_Exercise details_
Every entry needs to be printed exactly, please.

-- BEGIN Source material --

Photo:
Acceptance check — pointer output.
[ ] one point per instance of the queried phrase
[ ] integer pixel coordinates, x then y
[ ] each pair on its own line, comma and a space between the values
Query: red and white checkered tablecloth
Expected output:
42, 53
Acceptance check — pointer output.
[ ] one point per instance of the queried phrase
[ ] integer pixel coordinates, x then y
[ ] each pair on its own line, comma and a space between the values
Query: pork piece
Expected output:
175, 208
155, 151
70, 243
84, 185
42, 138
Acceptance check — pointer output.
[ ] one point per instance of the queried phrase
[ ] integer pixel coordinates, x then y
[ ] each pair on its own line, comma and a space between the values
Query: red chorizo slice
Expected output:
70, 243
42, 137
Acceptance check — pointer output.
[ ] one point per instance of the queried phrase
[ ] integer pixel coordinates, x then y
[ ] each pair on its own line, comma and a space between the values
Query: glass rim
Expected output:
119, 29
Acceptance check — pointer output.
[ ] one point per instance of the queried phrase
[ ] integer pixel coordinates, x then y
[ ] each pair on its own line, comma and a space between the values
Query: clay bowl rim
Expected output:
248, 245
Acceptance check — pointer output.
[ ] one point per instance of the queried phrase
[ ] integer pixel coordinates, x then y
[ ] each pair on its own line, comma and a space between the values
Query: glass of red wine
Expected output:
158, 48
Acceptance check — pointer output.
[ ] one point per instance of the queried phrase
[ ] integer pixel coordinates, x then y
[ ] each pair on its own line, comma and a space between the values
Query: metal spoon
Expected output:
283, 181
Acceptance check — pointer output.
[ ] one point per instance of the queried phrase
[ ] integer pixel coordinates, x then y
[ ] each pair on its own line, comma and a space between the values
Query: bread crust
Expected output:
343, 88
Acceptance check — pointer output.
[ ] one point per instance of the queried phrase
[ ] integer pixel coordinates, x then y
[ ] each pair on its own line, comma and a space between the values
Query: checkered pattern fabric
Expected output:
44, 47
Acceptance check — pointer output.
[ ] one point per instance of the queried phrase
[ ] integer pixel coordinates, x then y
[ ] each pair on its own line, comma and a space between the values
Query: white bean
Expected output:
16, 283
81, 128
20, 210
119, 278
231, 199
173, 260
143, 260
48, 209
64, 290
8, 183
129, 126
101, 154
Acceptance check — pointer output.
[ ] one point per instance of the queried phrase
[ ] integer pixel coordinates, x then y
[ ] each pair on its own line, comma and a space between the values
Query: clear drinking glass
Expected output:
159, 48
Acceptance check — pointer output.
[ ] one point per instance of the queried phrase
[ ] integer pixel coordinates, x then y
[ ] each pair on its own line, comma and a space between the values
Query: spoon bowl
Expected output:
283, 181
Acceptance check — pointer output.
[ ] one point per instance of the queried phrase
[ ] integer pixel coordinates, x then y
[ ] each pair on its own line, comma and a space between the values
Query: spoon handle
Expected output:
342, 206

-- END Source material --

_Correct result_
Photo:
Acceptance check — pointer output.
[ ] one point per instance of the queried phrase
[ ] integer pixel coordinates, x then y
[ ] each pair on its own line, comma and a space between the values
Query: red and white checkered tablecloth
Expected output:
42, 53
Acceptance check — pointer output.
[ ] one point per instance of the queried phrase
[ ] integer pixel coordinates, x then y
[ ] each pair on its own line, comma and a space between the values
Query: pork piece
Expected output:
175, 208
155, 151
70, 243
84, 185
42, 138
Acceptance check — pointer output.
[ ] one point per instance of the queried phrase
[ ] integer pixel coordinates, x then y
[ ] each pair on its own line, comma and a space between the values
Query: red chorizo slice
Expected output:
70, 243
42, 137
Acceptance check — pointer output.
[ ] one point per instance of the queried phrase
[ ] integer pixel coordinates, x then y
[ ] each pair on its own line, comma and a space between the values
Query: glass rim
Expected output:
119, 29
Acceptance check — pointer output.
[ ] one point per instance of the queried phrase
[ ] integer pixel coordinates, x then y
[ ] each pair on its own line, comma and a space between the values
Query: clay bowl rim
Expected output:
248, 245
Acceptance check — pointer output.
[ ] one point per instance of the queried phrase
[ ] integer pixel coordinates, x then y
[ ] each pair on its own line, comma and a space between the values
Query: glass of red wine
Expected output:
158, 48
Acceptance check — pointer output.
[ ] one point per instance of the queried phrase
[ ] integer pixel coordinates, x then y
[ ] each pair on its own line, comma and a space between the values
Query: metal spoon
Expected output:
283, 181
Acceptance check — pointer output.
[ ] one point per instance of the queried phrase
[ ] integer pixel coordinates, x then y
[ ] each pair on its own line, comma and a space between the values
Query: bread crust
Expected output:
343, 88
Acceptance check — pointer output.
[ ] one point per instance of the queried phrase
[ ] integer pixel coordinates, x then y
[ ] each pair on its own line, comma and a space between the values
Query: checkered pattern fabric
Expected output:
44, 47
Acceptance check — pointer output.
[ ] one point per instance of the queried phrase
[ ] integer pixel coordinates, x then y
[ ] each pair on its own line, comma and a space between the values
Query: white bean
Expected output:
16, 283
81, 128
20, 210
119, 278
231, 199
173, 260
143, 260
48, 209
64, 290
8, 183
129, 126
101, 154
Acceptance check — pointer output.
[ ] one point per instance of the queried phrase
[ ] integer pixel coordinates, x then y
[ ] each pair on its own line, comma and a space between the values
Query: clear drinking glass
Expected output:
159, 48
Acceptance check — pointer output.
[ ] one point per instance of the queried phrase
[ ] integer pixel coordinates, x then y
[ ] each pair on its own line, comma and a space between the values
Query: spoon bowl
Expected output:
283, 181
Acceptance check — pointer output.
[ ] one point per instance of the queried phrase
[ ] integer pixel coordinates, x then y
[ ] each pair on its own line, comma and a space between the values
Query: spoon handle
Expected output:
342, 206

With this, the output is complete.